[RECORDS SHOWN — start]

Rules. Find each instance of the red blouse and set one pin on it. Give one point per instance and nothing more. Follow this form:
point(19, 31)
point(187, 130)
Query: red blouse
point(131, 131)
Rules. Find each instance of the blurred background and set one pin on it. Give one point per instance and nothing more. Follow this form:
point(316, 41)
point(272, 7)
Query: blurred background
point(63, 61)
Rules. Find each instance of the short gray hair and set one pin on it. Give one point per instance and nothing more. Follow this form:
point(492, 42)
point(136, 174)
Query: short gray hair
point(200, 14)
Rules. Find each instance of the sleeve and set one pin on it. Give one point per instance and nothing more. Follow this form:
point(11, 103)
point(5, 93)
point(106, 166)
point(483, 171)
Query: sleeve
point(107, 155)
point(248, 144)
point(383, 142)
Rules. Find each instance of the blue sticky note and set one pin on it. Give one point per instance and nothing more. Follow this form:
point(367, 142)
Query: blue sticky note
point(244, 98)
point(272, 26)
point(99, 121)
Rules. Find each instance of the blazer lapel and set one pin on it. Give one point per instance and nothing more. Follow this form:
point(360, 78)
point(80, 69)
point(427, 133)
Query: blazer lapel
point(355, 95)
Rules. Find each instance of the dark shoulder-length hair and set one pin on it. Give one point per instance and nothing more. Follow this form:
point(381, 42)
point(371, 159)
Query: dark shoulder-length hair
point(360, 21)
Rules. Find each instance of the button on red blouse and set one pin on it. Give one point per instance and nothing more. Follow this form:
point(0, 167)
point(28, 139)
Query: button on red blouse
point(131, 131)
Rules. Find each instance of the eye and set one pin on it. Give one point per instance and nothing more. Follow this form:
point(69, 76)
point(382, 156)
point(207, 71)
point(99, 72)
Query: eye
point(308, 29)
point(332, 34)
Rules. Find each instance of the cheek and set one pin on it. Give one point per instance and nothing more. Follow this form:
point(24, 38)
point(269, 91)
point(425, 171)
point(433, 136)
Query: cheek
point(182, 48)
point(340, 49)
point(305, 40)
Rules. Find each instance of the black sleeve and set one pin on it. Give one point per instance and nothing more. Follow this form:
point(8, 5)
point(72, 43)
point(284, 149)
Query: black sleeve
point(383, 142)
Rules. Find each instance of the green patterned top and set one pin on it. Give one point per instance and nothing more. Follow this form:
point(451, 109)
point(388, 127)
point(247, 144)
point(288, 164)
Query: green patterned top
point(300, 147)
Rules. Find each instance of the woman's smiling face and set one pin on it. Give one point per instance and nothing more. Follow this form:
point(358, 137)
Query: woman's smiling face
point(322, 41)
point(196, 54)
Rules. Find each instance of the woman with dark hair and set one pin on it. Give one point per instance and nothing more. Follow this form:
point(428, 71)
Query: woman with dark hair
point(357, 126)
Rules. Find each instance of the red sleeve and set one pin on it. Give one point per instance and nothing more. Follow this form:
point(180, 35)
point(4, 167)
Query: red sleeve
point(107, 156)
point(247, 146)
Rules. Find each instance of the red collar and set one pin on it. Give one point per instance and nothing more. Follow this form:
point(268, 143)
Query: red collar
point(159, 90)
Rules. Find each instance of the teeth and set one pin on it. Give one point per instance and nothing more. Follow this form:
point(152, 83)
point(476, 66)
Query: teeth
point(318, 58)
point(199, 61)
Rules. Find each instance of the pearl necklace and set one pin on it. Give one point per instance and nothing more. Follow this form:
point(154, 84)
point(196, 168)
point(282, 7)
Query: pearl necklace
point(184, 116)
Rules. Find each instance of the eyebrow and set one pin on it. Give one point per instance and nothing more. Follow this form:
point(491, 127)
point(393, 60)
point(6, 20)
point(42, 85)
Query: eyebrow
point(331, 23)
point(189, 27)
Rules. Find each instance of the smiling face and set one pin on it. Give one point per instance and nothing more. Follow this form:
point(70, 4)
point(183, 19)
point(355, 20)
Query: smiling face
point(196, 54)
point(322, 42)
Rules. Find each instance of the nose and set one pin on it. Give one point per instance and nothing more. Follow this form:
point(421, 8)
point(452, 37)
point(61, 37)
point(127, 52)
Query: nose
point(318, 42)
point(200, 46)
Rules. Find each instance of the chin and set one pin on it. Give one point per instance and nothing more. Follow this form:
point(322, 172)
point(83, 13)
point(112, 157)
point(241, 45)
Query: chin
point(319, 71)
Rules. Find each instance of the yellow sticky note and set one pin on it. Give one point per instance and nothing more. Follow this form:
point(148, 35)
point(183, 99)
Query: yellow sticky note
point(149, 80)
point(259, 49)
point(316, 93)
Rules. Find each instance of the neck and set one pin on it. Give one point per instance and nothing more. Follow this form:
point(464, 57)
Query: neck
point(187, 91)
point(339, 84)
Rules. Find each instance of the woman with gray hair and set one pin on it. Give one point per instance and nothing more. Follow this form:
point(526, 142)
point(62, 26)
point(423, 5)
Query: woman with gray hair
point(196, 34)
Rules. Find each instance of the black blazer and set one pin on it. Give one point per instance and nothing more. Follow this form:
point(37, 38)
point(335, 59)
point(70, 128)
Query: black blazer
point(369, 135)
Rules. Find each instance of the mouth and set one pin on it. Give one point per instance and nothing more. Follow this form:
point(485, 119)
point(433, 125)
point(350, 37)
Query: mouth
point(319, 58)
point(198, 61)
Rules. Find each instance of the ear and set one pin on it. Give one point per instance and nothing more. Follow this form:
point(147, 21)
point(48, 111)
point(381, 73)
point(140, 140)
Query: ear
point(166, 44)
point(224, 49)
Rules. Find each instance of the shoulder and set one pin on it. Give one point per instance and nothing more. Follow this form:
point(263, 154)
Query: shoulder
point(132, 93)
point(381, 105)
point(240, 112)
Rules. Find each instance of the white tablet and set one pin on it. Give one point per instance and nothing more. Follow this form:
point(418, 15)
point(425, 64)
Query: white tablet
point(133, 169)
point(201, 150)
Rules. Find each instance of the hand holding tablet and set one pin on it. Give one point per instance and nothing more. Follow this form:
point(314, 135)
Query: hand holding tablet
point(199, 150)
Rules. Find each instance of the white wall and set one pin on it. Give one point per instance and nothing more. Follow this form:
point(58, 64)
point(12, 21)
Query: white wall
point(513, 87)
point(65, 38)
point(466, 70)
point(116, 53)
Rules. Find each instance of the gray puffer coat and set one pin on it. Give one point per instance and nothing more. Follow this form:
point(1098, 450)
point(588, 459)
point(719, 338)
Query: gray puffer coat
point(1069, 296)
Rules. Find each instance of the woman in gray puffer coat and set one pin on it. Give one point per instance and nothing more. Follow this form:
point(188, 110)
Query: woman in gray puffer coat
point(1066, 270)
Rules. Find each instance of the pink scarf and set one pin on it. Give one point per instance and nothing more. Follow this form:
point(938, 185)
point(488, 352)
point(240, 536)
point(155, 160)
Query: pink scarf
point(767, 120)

[RECORDS SHOWN — finish]

- WHAT THE TASK REQUIRES
Each line in the data is to be written out precisely.

- RESPONSE TO THE EXERCISE
Rules. Find each instance of the red blouse and set one pin on it. Give one point per instance and nothing more. Follow this form:
point(19, 31)
point(187, 130)
Query: red blouse
point(131, 131)
Rules. Find each instance of the blurred background and set one pin on it. Give one point per instance and nothing more. Follow this form:
point(316, 41)
point(272, 7)
Query: blurred background
point(63, 61)
Rules. Find each instance of the short gray hair and set one pin on it. Give one point per instance and nothing more. Follow this form:
point(492, 42)
point(136, 174)
Query: short gray hair
point(200, 14)
Rules. Find each instance of the sleeve and set one pin on it. Give one point per instance and nothing more. Follow this form:
point(11, 103)
point(5, 93)
point(106, 166)
point(483, 171)
Query: sleeve
point(107, 155)
point(248, 144)
point(383, 142)
Rules. Find each instance of the blue sticky note and set one pin on it. Give one point per instance and nothing more. Follow this form:
point(367, 142)
Query: blue sticky note
point(244, 98)
point(272, 26)
point(99, 121)
Rules. Find each instance of the blazer lapel and set one pin on it. Give one point per instance and nothing more. Follow this form:
point(360, 78)
point(80, 69)
point(427, 133)
Query: blazer lapel
point(355, 95)
Rules. Find each instance of the dark shoulder-length hair and set one pin on it. Give one point per instance and nothing more. Follow this form:
point(381, 42)
point(371, 159)
Query: dark shoulder-length hair
point(360, 21)
Rules. Find each instance of the button on red blouse and set one pin on it. Give one point per instance and nothing more. Follow this form:
point(0, 167)
point(28, 139)
Query: button on red blouse
point(131, 131)
Rules. Find each instance of the eye and set one pin on it. Give one point per instance and nothing more. Follow this form:
point(69, 76)
point(382, 156)
point(207, 71)
point(99, 72)
Query: eye
point(308, 29)
point(332, 34)
Rules. Find each instance of the cheek and set one pin on it. Give one point per instance and nothing more. Follow this form:
point(24, 38)
point(269, 91)
point(425, 171)
point(433, 136)
Query: cheek
point(182, 48)
point(340, 49)
point(305, 40)
Rules. Find each instance of the black sleeve and set one pin on it. Give one point per instance and nothing more. Follow this form:
point(8, 5)
point(72, 43)
point(284, 149)
Query: black sleeve
point(383, 142)
Rules. Find each instance of the green patterned top and set one pin on it. Give one point per instance and nothing more. Follow this form:
point(451, 109)
point(388, 127)
point(247, 144)
point(288, 164)
Query: green patterned top
point(300, 147)
Rules. Find each instance of the woman's smiling face and set one pin on it. Give one point per instance and nothing more. Follow this form:
point(358, 137)
Query: woman's smiling face
point(322, 41)
point(196, 54)
Rules. Find each instance of the woman with dark hair and set one pin on it. Give one point per instance and nothing more. Follow this form:
point(428, 71)
Query: woman with dark hair
point(357, 126)
Rules. Find each instance of the red sleeve and set one pin on it. Give one point per instance and nothing more. Follow this form:
point(180, 35)
point(4, 167)
Query: red sleeve
point(107, 156)
point(247, 146)
Rules. Find each instance of the red collar and set one pin on it. Give one point per instance and nothing more. Follow this form:
point(268, 143)
Query: red collar
point(159, 90)
Rules. Find each instance of the teeth and set one pin on it. Give one point per instance and nothing more. Follow this form:
point(152, 83)
point(476, 66)
Query: teeth
point(318, 58)
point(199, 61)
Rules. Find each instance of the pearl necklace and set one pin on it. Give one point per instance and nothing more. Follow this form:
point(154, 84)
point(196, 168)
point(282, 7)
Query: pearl necklace
point(184, 116)
Rules. Find each instance of the eyebrow and set one pin on it. Give one point per instance and nothing more. Follow this form:
point(491, 127)
point(393, 60)
point(6, 20)
point(42, 85)
Query: eyebrow
point(331, 23)
point(189, 27)
Rules. Find each instance of the smiling face and set one pin on it. Give one point per instance and nothing more. Follow this form:
point(70, 4)
point(183, 19)
point(355, 20)
Query: smiling face
point(196, 54)
point(322, 42)
Rules. Find each instance of the nose and set one pin on it. Give one point per instance and nothing more. Follow this form:
point(421, 8)
point(452, 37)
point(61, 37)
point(127, 52)
Query: nose
point(318, 42)
point(200, 46)
Rules. Find each instance of the chin and set one pin on it. Give one point per instance and nothing more. Follow this form:
point(322, 172)
point(83, 13)
point(112, 157)
point(241, 45)
Query: chin
point(319, 71)
Rules. Find each instance of the yellow sticky note and set one pin on it. Give one point per instance and nothing more. Follow this form:
point(148, 35)
point(183, 99)
Query: yellow sticky note
point(149, 80)
point(259, 49)
point(316, 93)
Rules. Find each instance of the neck and set one pin on it. Give one point per instance and nothing more. Follow this form:
point(464, 57)
Query: neck
point(187, 91)
point(339, 84)
Rules. Find each instance of the woman with gray hair and set one pin on it. Give one point per instance and nothing more. Follow this form:
point(526, 142)
point(62, 26)
point(423, 5)
Query: woman with gray hair
point(196, 34)
Rules. Find each instance of the black blazer and set one pin on it. Give one point per instance and nothing more. Follow this form:
point(37, 38)
point(335, 59)
point(70, 128)
Query: black blazer
point(369, 135)
Rules. Find each instance of the mouth and set one pin on it. Give one point per instance and nothing more. Follow this form:
point(485, 119)
point(433, 125)
point(350, 37)
Query: mouth
point(319, 58)
point(198, 61)
Rules. Find each instance of the ear and set one pin on it. Give one point per instance and nothing more. Follow this form:
point(147, 21)
point(48, 111)
point(381, 73)
point(140, 140)
Query: ear
point(166, 44)
point(224, 49)
Rules. Find each instance of the shoulder and set one pin on it. Give one point per instance and nothing more. Follow this form:
point(263, 154)
Query: shoulder
point(132, 93)
point(381, 105)
point(240, 112)
Rules. Find each instance of the white tablet and set one pin on it. Give one point per instance and nothing more. Follow this form:
point(418, 15)
point(425, 64)
Query: white tablet
point(133, 169)
point(201, 150)
Rules. Find each instance of the hand holding tablet and set one pin on it. Give one point per instance and nothing more. Follow this form:
point(314, 135)
Query: hand holding tablet
point(199, 150)
Rules. Find each instance of the white wall and set one pin on it. Give one point per instance and nothing more. Follow this form:
point(58, 64)
point(12, 21)
Query: white wall
point(513, 87)
point(65, 38)
point(466, 70)
point(116, 53)
Rules. Find each instance of the gray puffer coat and set one pin on it. Give one point per instance and nothing more. Follow this form:
point(1098, 450)
point(588, 459)
point(719, 338)
Query: gray puffer coat
point(1069, 296)
Rules. Find each instance of the woman in gray puffer coat and set one pin on it. Give one point per instance and nothing more. Follow this form:
point(188, 110)
Query: woman in gray puffer coat
point(1066, 270)
Rules. Find each instance of the pink scarf and set one pin on it. Give one point per instance and nothing more. Follow this form:
point(938, 185)
point(488, 352)
point(240, 536)
point(155, 160)
Query: pink scarf
point(767, 120)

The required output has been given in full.